[START OF Text extract]

Auden’s poem, “The Shield of Achilles,” which we discuss:
She looked over his shoulder
For vines and olive trees,
Marble well-governed cities
And ships upon untamed seas,
But there on the shining metal
His hands had put instead
An artificial wilderness
And a sky like lead.
A plain without a feature, bare and brown,
No blade of grass, no sign of neighborhood,
Nothing to eat and nowhere to sit down,
Yet, congregated on its blankness, stood
An unintelligible multitude,
A million eyes, a million boots in line,
Without expression, waiting for a sign.
Out of the air a voice without a face
Proved by statistics that some cause was just
In tones as dry and level as the place:
No one was cheered and nothing was discussed;
Column by column in a cloud of dust
They marched away enduring a belief
Whose logic brought them, somewhere else, to grief.
She looked over his shoulder
For ritual pieties,
White flower-garlanded heifers,
Libation and sacrifice,
But there on the shining metal
Where the altar should have been,
She saw by his flickering forge-light
Quite another scene.
Barbed wire enclosed an arbitrary spot
Where bored officials lounged (one cracked a joke)

[END OF Text extract]
[START OF Dataset records]

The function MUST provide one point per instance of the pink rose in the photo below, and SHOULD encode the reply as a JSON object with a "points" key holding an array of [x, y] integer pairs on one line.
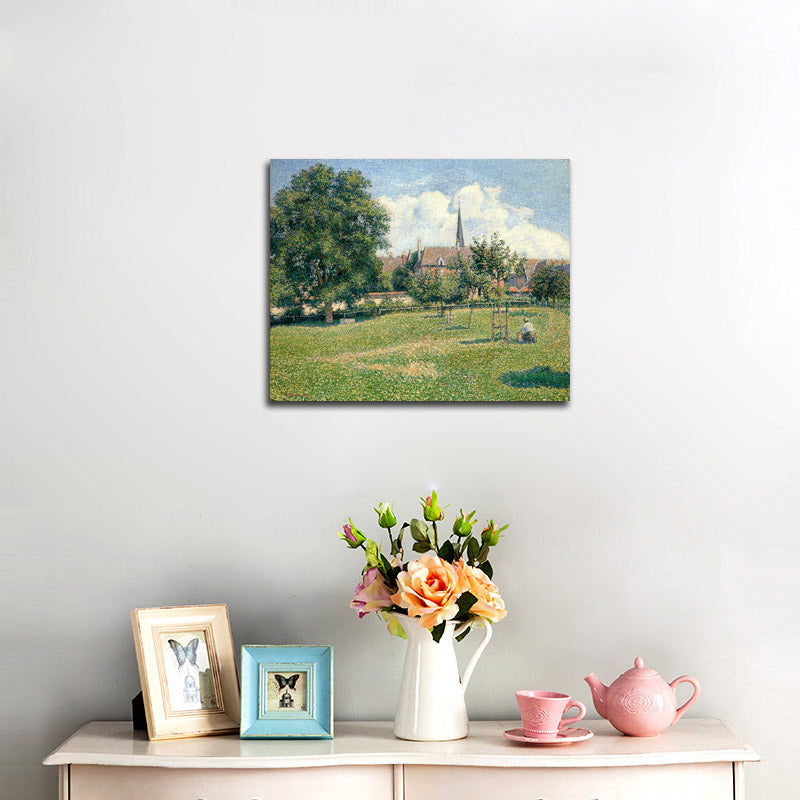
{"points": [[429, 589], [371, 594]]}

[END OF Dataset records]
[START OF Dataset records]

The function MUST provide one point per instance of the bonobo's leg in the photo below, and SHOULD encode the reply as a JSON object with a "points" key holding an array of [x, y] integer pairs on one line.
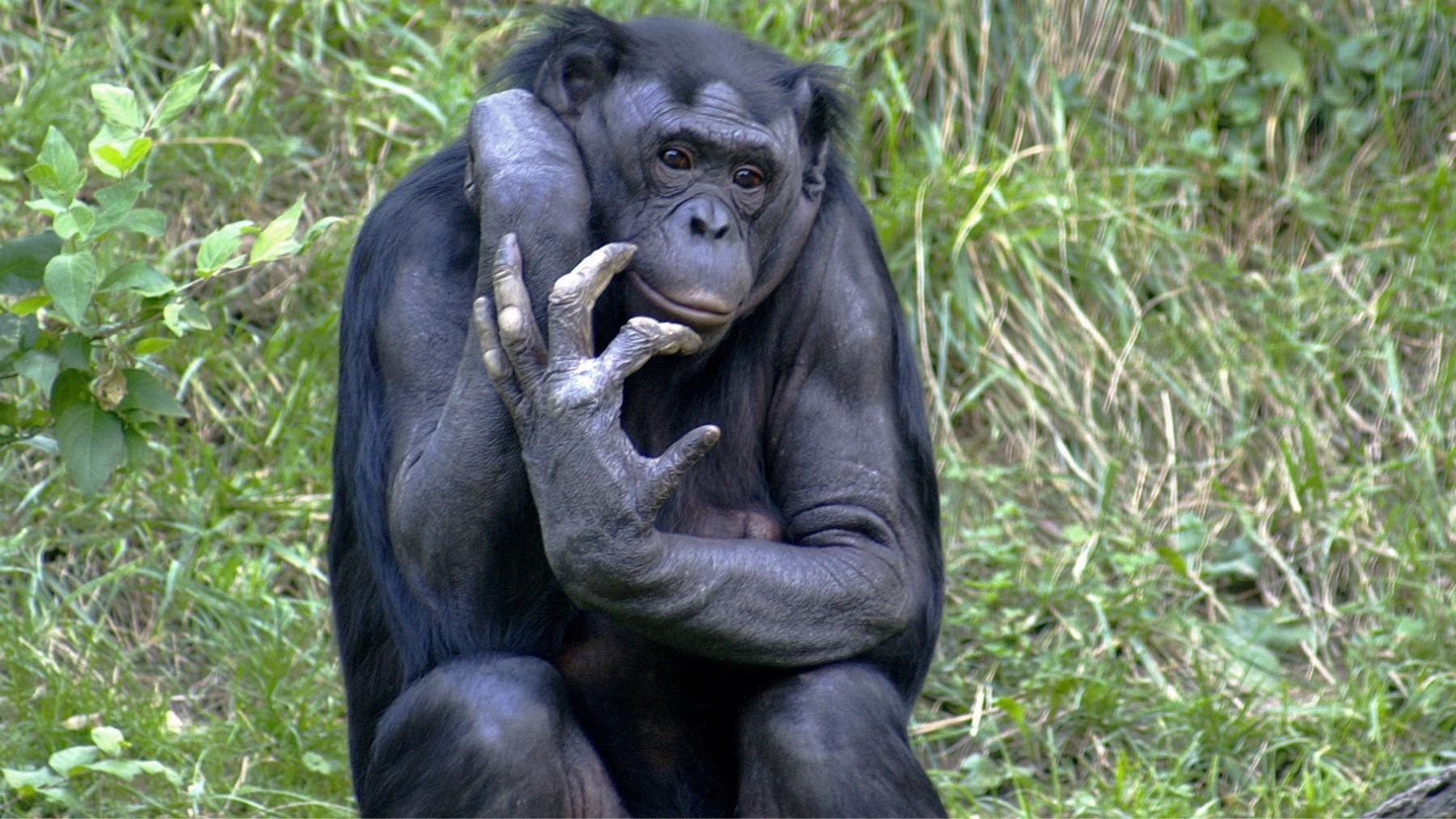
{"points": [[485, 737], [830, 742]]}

[END OF Dataset records]

• **Problem requirements**:
Write the next lines of the Auden poem about the shield of Achilles, starting after the line "Where bored officials lounged (one cracked a joke)".

• **Exercise answer**:
And sentries sweated for the day was hot:
A crowd of ordinary decent folk
Watched from without and neither moved nor spoke
As three pale figures were led forth and bound
To three posts driven upright in the ground.
The mass and majesty of this world, all
That carries weight and always weighs the same
Lay in the hands of others; they were small
And could not hope for help and no help came:
What their foes liked to do was done, their shame
Was all the worst could wish; they lost their pride
And died as men before their bodies died.
She looked over his shoulder
For athletes at their games,
Men and women in a dance
Moving their sweet limbs
Quick, quick, to music,
But there on the shining shield
His hands had set no dancing-floor
But a weed-choked field.
A ragged urchin, aimless and alone,
Loitered about that vacancy; a bird
Flew up to safety from his well-aimed stone:
That girls are raped, that two boys knife a third,
Were axioms to him, who'd never heard
Of any world where promises were kept,
Or one could weep because another wept.
The thin-lipped armorer,
Hephaestos, hobbled away,
Thetis of the shining breasts
Cried out in dismay
At what the god had wrought
To please her son, the strong
Iron-hearted man-slaying Achilles
Who would not live long.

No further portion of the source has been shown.